--- Stated task 1 ---
Pull out every line of the records below that contains the word "shirt".

--- Text extract ---
□ □ □

Although the CoP is not a legal requirement, it does recommend highway maintenance standards and is frequently a key component in court decisions. It is also used to determine whether or not a highway authority is complying with good industry practice and its statutory duty to maintain and repair the highway. As such, failure to adopt the CoP and its recommendations might compromise the Council’s defence.

 

A summary of 36 recommendations from the CoP, covering all areas of highway maintenance for roads was appended to Report ES18083 together with the Council’s progress in implementing the recommendations. Also appended to the report were:

 

·  the Council’s Highway Asset Management Policy and Strategy demonstrating how highway asset management supports the Council’s corporate vision and aims and responds to the Mayor’s Transport Strategy;

 

·  L B Bromley’s network hierarchy or series of related hierarchies; and

 

·  the Council’s methodology for implementing highway safety inspections, including inspection frequency.

□ □ □

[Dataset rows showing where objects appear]
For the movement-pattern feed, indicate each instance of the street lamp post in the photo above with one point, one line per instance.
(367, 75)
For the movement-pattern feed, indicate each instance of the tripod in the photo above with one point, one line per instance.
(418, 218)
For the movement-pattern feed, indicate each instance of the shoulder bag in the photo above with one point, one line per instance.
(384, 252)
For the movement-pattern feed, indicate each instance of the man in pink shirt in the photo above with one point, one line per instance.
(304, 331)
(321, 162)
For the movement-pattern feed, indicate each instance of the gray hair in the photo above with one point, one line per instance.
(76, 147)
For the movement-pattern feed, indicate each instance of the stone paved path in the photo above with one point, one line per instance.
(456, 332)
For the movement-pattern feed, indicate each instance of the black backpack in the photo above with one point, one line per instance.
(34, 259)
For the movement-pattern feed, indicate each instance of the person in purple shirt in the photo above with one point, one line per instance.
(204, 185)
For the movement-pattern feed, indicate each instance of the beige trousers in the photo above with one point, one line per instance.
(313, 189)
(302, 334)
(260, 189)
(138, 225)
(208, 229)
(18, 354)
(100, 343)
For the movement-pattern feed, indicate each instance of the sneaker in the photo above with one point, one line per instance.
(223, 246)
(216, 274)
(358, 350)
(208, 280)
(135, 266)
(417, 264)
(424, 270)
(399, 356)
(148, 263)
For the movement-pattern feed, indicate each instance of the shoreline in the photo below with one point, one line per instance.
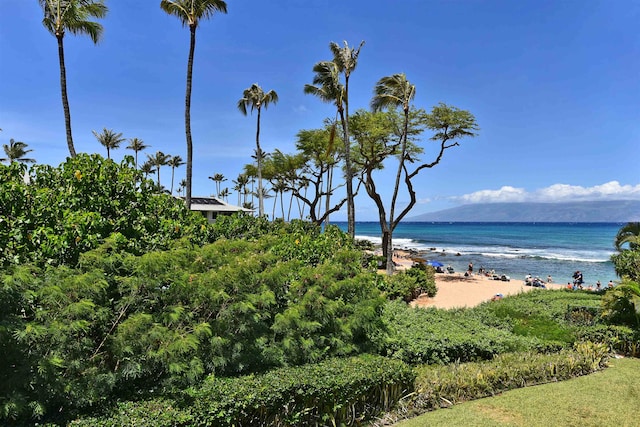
(456, 290)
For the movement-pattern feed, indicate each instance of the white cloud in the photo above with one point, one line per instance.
(555, 193)
(505, 194)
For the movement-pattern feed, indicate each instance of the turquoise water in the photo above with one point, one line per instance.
(514, 249)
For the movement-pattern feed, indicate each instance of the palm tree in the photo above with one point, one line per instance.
(137, 145)
(147, 168)
(74, 16)
(181, 186)
(392, 92)
(174, 162)
(327, 86)
(629, 233)
(16, 152)
(157, 161)
(218, 179)
(109, 139)
(346, 58)
(241, 186)
(190, 12)
(256, 98)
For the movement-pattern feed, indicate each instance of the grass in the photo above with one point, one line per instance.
(606, 398)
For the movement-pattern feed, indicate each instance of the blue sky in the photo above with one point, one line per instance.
(554, 86)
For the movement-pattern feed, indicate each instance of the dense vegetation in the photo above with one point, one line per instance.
(117, 300)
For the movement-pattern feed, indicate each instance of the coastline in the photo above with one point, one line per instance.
(457, 290)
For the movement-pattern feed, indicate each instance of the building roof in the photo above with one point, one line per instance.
(213, 204)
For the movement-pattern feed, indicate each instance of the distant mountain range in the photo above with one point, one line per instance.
(600, 211)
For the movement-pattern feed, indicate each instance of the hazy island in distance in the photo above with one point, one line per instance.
(595, 211)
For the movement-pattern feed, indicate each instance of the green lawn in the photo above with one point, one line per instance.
(607, 398)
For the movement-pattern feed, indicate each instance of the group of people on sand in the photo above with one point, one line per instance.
(536, 281)
(578, 283)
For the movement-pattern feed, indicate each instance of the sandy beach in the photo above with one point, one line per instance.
(456, 290)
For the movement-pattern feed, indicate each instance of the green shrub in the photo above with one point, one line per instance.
(333, 392)
(425, 278)
(443, 336)
(400, 286)
(65, 211)
(133, 325)
(620, 339)
(408, 284)
(442, 386)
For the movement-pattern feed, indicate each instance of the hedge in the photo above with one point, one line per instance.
(334, 392)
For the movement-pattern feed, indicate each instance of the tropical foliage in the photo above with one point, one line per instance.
(67, 210)
(190, 13)
(16, 151)
(76, 17)
(255, 98)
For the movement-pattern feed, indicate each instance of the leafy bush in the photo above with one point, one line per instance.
(408, 284)
(161, 321)
(620, 339)
(65, 211)
(401, 286)
(333, 392)
(443, 336)
(425, 278)
(442, 386)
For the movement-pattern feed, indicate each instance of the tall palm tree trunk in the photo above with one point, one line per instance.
(187, 115)
(351, 218)
(173, 169)
(65, 99)
(259, 156)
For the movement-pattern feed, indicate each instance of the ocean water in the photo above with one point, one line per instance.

□ □ □

--- Stated task 2 ---
In the highway maintenance extract above, how many recommendations from the CoP does the summary appended to Report ES18083 cover?

--- Final answer 1 ---
For the movement-pattern feed, indicate each instance of the man in pink shirt in the photo above with one point, one line per instance.
For the movement-pattern feed, indicate each instance of the person in purple shirt in the photo above with one point, one line per instance.

--- Final answer 2 ---
36